BRIEF: Each line of the data should be duplicated precisely.

═════ THE INPUT

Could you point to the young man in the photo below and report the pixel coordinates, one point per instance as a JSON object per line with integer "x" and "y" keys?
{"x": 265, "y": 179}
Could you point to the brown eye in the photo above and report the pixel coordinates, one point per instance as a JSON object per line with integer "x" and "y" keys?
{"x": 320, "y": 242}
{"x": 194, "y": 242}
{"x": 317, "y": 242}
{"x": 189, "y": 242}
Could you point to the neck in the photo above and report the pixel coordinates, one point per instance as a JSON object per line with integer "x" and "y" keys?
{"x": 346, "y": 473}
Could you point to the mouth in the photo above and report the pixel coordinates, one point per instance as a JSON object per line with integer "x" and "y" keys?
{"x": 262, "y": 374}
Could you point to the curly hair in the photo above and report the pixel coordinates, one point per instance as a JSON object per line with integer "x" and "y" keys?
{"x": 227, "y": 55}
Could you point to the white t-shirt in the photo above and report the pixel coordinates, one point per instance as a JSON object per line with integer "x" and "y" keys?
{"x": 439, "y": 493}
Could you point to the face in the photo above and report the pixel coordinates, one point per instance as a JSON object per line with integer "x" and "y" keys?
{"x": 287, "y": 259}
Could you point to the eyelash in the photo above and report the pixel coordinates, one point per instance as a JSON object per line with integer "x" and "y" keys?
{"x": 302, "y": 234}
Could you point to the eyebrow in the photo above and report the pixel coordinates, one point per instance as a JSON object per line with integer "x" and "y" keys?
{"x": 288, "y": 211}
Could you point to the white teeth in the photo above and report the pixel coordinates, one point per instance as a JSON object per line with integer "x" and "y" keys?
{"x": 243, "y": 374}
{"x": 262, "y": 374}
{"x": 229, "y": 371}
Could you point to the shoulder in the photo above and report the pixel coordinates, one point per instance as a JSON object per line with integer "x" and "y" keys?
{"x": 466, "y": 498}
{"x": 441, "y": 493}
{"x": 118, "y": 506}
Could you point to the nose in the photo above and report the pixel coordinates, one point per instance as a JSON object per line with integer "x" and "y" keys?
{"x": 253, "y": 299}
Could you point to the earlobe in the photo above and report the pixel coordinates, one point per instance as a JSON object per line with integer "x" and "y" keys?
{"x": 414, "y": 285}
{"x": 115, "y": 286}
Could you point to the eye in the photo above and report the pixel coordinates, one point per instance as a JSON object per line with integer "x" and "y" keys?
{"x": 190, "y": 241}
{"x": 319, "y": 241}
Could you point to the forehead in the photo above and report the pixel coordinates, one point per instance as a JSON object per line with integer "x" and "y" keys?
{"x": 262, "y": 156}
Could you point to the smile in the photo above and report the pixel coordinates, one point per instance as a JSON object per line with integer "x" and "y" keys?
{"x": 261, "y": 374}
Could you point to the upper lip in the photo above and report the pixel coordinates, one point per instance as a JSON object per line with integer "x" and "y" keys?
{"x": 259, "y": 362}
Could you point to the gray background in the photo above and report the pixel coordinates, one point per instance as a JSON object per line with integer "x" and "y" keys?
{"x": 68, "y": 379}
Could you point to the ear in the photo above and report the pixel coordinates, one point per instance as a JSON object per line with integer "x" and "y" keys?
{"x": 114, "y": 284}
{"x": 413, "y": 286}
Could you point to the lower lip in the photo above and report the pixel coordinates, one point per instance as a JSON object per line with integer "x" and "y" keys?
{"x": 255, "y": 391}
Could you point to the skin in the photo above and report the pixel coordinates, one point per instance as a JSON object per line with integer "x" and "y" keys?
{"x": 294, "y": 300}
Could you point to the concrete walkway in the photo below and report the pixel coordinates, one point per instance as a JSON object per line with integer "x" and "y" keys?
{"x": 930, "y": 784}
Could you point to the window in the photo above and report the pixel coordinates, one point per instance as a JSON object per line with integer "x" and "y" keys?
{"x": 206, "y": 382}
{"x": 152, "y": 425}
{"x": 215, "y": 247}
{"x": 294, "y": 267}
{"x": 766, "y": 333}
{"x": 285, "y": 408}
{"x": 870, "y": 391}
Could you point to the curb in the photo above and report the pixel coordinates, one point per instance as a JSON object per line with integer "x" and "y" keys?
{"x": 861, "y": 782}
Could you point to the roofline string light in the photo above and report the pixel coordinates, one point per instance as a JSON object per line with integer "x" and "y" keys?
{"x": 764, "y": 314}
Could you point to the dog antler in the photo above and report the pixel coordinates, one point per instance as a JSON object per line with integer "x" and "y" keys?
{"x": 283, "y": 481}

══════════

FINAL ANSWER:
Could you point to the young man in the photo below and report the pixel coordinates, one point per instance as a JSON object per line with integer "x" and "y" keys?
{"x": 265, "y": 179}
Could you point to the brown eye in the photo above and report the pixel coordinates, one point per instance as a JSON object per line with integer "x" and "y" keys?
{"x": 320, "y": 242}
{"x": 194, "y": 242}
{"x": 317, "y": 242}
{"x": 189, "y": 242}
Could you point to the neck in the photo above and report the pixel coordinates, one point per instance as a JSON object per line with integer "x" and "y" keys?
{"x": 346, "y": 473}
Could you point to the mouth in the photo above and report the pixel coordinates, one point per instance as a JSON object per line with integer "x" and "y" keys?
{"x": 262, "y": 374}
Could you point to the curly hair in the photo above and report the pixel coordinates, one point per instance as a JSON object per line with integer "x" and "y" keys?
{"x": 227, "y": 55}
Could you point to the white t-shirt in the photo above and report the pixel coordinates, one point per instance as a JSON object per line with integer "x" and "y" keys?
{"x": 439, "y": 493}
Could you point to the face in the photo above and report the pixel coordinates, one point per instance as a JSON object per line with integer "x" and "y" keys?
{"x": 287, "y": 259}
Could you point to the eyelash in the photo above and report the pixel coordinates, one point per instance as a JSON object per line with integer "x" and "y" keys?
{"x": 302, "y": 234}
Could you point to the eyebrow in the photo above and report the pixel coordinates, one point per instance as a JSON object per line with integer "x" and "y" keys?
{"x": 288, "y": 211}
Could you point to the white teeth in the photo above and report the pixel coordinates, one point per instance as a JSON object per line with integer "x" and "y" keys?
{"x": 243, "y": 374}
{"x": 262, "y": 374}
{"x": 229, "y": 371}
Could you point to the shoulder in the photo above and report the pixel coordinates, one point per instance as a JSON object per line with integer "x" and "y" keys?
{"x": 466, "y": 498}
{"x": 441, "y": 493}
{"x": 118, "y": 506}
Could you point to the nose in the photo above and report the pixel coordinates, one point per instance as a JSON object per line with integer "x" and "y" keys?
{"x": 253, "y": 299}
Could you point to the earlobe in the photo above and report the pixel coordinates, one point per instance as a JSON object per line with integer "x" and "y" keys?
{"x": 414, "y": 285}
{"x": 115, "y": 286}
Could you point to the eye in the photo above and report the pixel coordinates, one point per instance as a JSON object per line with integer "x" and "y" keys?
{"x": 190, "y": 241}
{"x": 319, "y": 241}
Could you point to the forehead in the photo above and report the pixel coordinates, one point per instance as a JSON object per line with integer "x" and "y" keys?
{"x": 262, "y": 156}
Could you point to the smile in the photo above and report the pixel coordinates, one point per instance as a JSON object per line with integer "x" and "y" keys?
{"x": 261, "y": 374}
Could you point to the upper lip in the photo above and report the pixel coordinates, one point per instance as a JSON object per line with integer "x" and "y" keys?
{"x": 259, "y": 362}
Could you point to the gray background in the photo above and report the pixel coordinates, one point per instance as a JSON object per line with integer "x" and "y" keys?
{"x": 68, "y": 379}
Could you point to the ear in the photo above and report the pixel coordinates, one point per instance as a JSON object per line with integer "x" and "y" keys?
{"x": 114, "y": 284}
{"x": 413, "y": 286}
Could you point to the lower lip in the photo above and report the pixel coordinates, one point per instance as a JSON object per line with integer "x" and "y" keys?
{"x": 255, "y": 391}
Could you point to the skin in the photo above and report the pixel coordinates, one point per instance as a JSON object per line with integer "x" and "y" keys?
{"x": 294, "y": 300}
Could you point to the concrete walkway in the photo below and report the pixel coordinates, one point per instance as a JSON object per line with integer "x" and "y" keys?
{"x": 930, "y": 784}
Could you point to the window in the photo above and report the pixel coordinates, one point per instance as a JSON object per line with integer "x" and "y" keys?
{"x": 206, "y": 382}
{"x": 152, "y": 425}
{"x": 215, "y": 247}
{"x": 294, "y": 267}
{"x": 766, "y": 333}
{"x": 285, "y": 408}
{"x": 870, "y": 391}
Could you point to the curb in the photo above and report the pixel coordinates, one point per instance as a JSON object per line with integer "x" and "y" keys?
{"x": 861, "y": 782}
Could you point to the roofline string light in the photo above and report the pixel coordinates, one point per instance as a JSON object per line with integer "x" and "y" keys?
{"x": 764, "y": 314}
Could you point to the dog antler in the photo above and report the pixel coordinates, one point per instance as a JSON object per line with integer "x" and "y" keys?
{"x": 283, "y": 481}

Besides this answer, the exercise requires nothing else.